# [Aim of the exercise]
In the records below, locate the line containing "Query: wet sand", then output that line and all later lines exactly, through the last one.

# [Available data]

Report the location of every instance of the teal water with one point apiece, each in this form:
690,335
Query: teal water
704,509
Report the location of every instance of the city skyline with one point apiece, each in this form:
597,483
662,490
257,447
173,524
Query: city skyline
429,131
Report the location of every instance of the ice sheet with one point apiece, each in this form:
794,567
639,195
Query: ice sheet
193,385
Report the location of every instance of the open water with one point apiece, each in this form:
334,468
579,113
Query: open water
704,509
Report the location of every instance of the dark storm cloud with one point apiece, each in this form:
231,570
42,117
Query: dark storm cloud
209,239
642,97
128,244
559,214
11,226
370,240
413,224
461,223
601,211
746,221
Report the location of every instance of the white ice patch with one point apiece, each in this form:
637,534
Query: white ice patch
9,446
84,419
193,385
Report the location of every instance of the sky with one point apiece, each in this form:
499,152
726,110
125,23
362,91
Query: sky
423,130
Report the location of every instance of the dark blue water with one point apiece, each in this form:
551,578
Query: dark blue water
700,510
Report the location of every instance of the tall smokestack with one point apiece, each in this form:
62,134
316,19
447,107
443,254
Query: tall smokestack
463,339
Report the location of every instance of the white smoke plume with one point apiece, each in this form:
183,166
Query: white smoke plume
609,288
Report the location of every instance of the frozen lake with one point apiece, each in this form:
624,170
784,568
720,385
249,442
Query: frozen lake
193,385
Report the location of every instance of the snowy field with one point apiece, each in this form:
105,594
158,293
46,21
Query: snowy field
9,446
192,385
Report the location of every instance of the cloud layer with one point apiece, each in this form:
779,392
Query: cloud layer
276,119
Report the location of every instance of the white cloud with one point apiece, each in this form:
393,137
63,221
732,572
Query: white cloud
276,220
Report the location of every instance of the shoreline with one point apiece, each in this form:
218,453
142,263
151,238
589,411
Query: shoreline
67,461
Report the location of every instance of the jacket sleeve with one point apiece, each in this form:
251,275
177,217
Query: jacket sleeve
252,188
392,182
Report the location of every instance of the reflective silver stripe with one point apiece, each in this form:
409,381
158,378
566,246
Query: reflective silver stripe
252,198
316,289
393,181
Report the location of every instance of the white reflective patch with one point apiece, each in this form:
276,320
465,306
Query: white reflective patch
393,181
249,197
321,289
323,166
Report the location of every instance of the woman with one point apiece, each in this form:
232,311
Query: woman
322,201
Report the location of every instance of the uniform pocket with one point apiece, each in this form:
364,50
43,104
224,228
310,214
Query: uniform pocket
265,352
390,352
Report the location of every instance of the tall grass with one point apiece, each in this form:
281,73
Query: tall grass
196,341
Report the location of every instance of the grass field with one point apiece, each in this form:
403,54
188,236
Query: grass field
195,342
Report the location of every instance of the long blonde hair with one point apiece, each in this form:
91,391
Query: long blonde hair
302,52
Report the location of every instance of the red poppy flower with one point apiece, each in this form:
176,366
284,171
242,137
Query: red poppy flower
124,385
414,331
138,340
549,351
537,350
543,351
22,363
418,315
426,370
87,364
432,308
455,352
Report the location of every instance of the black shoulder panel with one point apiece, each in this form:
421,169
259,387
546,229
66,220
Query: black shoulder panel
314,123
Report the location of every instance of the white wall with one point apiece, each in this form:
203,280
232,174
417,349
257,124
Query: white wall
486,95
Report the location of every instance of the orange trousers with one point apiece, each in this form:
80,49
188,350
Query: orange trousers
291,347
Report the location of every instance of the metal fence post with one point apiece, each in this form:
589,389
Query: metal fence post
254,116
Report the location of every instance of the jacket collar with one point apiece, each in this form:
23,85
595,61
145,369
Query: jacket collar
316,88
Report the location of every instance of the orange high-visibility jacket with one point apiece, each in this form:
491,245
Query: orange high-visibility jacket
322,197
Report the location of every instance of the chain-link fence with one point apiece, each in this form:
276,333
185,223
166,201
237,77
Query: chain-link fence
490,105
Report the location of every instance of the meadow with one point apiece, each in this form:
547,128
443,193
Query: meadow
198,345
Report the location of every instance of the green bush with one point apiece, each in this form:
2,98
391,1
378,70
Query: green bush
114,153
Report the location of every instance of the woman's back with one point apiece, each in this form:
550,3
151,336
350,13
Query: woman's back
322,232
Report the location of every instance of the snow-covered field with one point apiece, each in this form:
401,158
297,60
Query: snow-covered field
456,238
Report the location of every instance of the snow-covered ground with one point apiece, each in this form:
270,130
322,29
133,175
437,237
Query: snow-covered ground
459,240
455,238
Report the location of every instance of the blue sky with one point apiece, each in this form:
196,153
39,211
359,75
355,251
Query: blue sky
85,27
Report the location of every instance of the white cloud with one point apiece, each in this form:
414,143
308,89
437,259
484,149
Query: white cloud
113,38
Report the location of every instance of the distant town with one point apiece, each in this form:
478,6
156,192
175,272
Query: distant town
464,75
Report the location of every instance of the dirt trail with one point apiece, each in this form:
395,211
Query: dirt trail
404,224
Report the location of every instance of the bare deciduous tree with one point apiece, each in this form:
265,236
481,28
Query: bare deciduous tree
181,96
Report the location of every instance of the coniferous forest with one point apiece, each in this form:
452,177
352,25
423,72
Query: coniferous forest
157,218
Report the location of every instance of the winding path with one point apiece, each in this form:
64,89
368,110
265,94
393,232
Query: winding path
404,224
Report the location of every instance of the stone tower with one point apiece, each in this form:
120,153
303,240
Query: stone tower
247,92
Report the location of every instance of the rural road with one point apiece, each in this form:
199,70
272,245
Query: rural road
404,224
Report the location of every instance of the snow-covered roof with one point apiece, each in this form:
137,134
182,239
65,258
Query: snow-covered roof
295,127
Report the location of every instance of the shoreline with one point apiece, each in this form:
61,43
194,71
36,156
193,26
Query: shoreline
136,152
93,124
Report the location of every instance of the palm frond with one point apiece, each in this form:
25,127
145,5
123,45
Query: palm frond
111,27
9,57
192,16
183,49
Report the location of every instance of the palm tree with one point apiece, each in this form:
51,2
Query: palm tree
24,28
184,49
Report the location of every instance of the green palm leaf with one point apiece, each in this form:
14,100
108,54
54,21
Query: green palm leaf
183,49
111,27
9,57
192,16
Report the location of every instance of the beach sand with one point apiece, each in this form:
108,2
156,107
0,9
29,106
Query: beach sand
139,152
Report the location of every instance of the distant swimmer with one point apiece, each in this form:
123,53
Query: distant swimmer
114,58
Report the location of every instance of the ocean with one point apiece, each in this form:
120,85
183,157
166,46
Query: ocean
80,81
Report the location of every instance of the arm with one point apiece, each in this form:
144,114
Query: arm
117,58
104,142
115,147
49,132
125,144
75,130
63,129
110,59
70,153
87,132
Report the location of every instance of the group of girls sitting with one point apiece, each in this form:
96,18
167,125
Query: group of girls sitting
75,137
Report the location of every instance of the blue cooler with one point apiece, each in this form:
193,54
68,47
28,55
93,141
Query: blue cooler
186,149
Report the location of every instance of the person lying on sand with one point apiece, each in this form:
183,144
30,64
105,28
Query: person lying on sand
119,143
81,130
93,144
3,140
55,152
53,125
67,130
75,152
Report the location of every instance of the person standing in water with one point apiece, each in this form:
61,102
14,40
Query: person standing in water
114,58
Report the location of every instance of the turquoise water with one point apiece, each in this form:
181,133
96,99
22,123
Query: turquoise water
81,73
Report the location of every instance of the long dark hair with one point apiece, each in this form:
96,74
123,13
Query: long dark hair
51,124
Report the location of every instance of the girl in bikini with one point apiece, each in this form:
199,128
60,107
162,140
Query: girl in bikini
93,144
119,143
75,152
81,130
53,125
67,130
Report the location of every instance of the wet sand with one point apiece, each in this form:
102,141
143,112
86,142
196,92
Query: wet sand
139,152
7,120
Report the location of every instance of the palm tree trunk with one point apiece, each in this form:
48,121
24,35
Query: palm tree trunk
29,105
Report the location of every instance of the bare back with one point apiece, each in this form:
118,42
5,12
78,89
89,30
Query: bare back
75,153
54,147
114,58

# [Output of the task]
Query: wet sand
139,152
7,120
Report the location of every instance of the palm tree trunk with one point apiece, each in this form:
48,121
24,35
Query: palm tree trunk
29,105
Report the location of every instance of the bare back with one point apiece, each in this form:
118,42
5,12
78,89
89,30
Query: bare back
75,153
54,147
114,58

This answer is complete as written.